● **TASKS TO COMPLETE**:
(a) Translate this sentence from the biography of Andrew Dicks into French: "He became a sessional lecturer in organic chemistry in 1999, teaching his first course at the University of Toronto Mississauga campus."
(b) Continue the biography of Andrew Dicks from the point where it stops.

● **SOURCE DOCUMENT**:
Andrew (Andy) Dicks
Andrew (Andy) Dicks studied towards a Chemistry B.Sc. at the University of Wales, Swansea between 1991 - 1994 and graduated with first class honours and the E.E. Ayling Prize for the highest final-year mark. He moved to the Chemistry Department, University of Durham to undertake a Ph.D. in the field of physical organic chemistry with Lyn Williams. During this time he researched the mechanism of anti-anginal drug action. Dr. Dicks joined the Chemistry Department in Toronto in 1997 as a postdoctoral research fellow and worked for three years under the supervision of Bob McClelland, where his research involved studying carcinogenic species and their mode of binding to DNA. He became a sessional lecturer in organic chemistry in 1999, teaching his first course at the University of Toronto Mississauga campus.
Dr. Dicks was hired as part of the St. George teaching-stream faculty in 2001 and immediately set about designing a suite of novel experiments for undergraduate organic laboratories. Some of these are focused in the area of green chemistry concerning use of water as a benign and renewable reaction solvent, or experiments in the absence of solvent. He has also authored experiments where students synthesize “real-world relevant” substances such as an anti-narcoleptic, a sunscreen analog, an anti-cancer drug and an expectorant found in cough medications. These experiments are intended to showcase why undergraduates should learn about organic chemistry whilst teaching essential practical techniques and skills. The procedures have primarily been designed by undergraduate students themselves and have lead to multiple publications in the Journal of Chemical Education, the world’s number one chemistry teaching journal.
Related to his interest in promoting science in high schools, Dr. Dicks acted as Director of the Ontario Chemistry Olympiad program between 2002 - 2006. This initiative involves preparation of provincial high school chemistry students for Canadian National Olympiad selection, with the best four students representing Canada at the annual 70-nation International Chemistry Olympiad. In 2006 the national team going to South Korea was composed of entirely Ontario students and earned one bronze, two silvers and one gold medal (the joint best Canadian performance ever at the International Chemistry Olympiad and the best Ontario results ever – including the first Ontario gold medal for 21 years). During these four years Ontario students achieved a total of four bronze medals, three silver medals and one gold medal. Since 2006 he has been heavily involved in coordination of the National Chemistry Olympiad program and was the head academic mentor for the 2007 Canadian Chemistry Olympiad team, at the International Chemistry Olympiad in Russia. At this event an Ontario student again won a gold medal (only Canada’s sixth in 23 years of competition).

● **EXCERPTED DATA**:
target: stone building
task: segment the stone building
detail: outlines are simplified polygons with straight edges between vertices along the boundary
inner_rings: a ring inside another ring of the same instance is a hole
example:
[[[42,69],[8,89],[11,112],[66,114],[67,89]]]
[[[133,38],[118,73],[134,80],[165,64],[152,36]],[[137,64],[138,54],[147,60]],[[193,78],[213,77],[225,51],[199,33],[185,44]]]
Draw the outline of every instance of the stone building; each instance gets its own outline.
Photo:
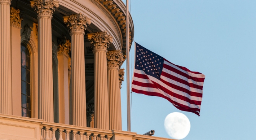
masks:
[[[0,140],[166,139],[121,130],[125,9],[0,0]]]

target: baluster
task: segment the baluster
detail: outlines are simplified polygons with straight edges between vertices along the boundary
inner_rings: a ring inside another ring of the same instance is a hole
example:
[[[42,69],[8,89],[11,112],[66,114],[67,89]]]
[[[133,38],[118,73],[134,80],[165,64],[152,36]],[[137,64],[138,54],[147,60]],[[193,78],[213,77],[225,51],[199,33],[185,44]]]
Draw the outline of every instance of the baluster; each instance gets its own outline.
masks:
[[[105,135],[103,135],[99,134],[99,135],[98,136],[99,137],[100,140],[103,140],[103,138],[104,138],[104,137],[105,137]]]
[[[98,136],[98,134],[94,133],[92,136],[93,137],[93,140],[97,140],[97,136]]]
[[[66,133],[66,140],[69,140],[69,133],[71,131],[66,130],[65,132]]]
[[[50,140],[50,138],[49,137],[49,130],[51,128],[49,127],[44,127],[44,130],[45,130],[45,137],[44,137],[44,140]]]
[[[86,137],[87,140],[90,140],[90,136],[91,134],[91,133],[86,133]]]
[[[40,140],[43,140],[43,136],[42,136],[42,129],[43,128],[43,126],[39,126],[39,131],[40,132]]]
[[[84,132],[79,132],[79,135],[80,135],[80,139],[79,140],[84,140]]]
[[[112,137],[112,136],[108,136],[108,135],[106,135],[106,136],[105,137],[107,140],[110,140],[110,138]]]
[[[77,131],[72,131],[72,134],[73,134],[73,138],[72,139],[72,140],[76,140],[76,134],[77,133]]]
[[[55,131],[56,130],[56,128],[52,128],[51,129],[51,130],[52,131],[52,140],[56,140],[56,137],[55,137]]]
[[[63,139],[62,139],[62,132],[64,130],[63,129],[59,129],[58,130],[58,131],[59,131],[59,140],[63,140]]]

● **SOLVED TASKS**:
(a) Il est devenu chargé de cours en chimie organique en 1999 et a donné son premier cours au campus de Mississauga de l'Université de Toronto.

(b)
Following promotion to senior lecturer in 2006, Dr. Dicks became the Associate Chair for Undergraduate Studies. In this position he raised funding for significant improvements to the Chemistry undergraduate program. Capital was used to set up a first-year “course Community” which was spawned a dramatic enrollment increase in Chemistry program students from one first-year course. Additionally, funds are currently being utilized to develop a suite of dynamic, exciting practical experiments for the large first-year life science general chemistry course (CHM 139H). Whilst teaching a range of undergraduate courses he has won several pedagogical awards including the University of Toronto Faculty of Arts & Science Outstanding Teaching Award in 2003, the Association of Part-time Undergraduate Students-Students’ Administrative Council Teaching Award in 2004 and the University of Toronto Faculty of Arts & Science Student Union Rini Ghosh Excellence in Teaching Award in 2007. He has additionally won the University of Toronto Faculty of Arts and Science Dean’s Excellence Award seven times.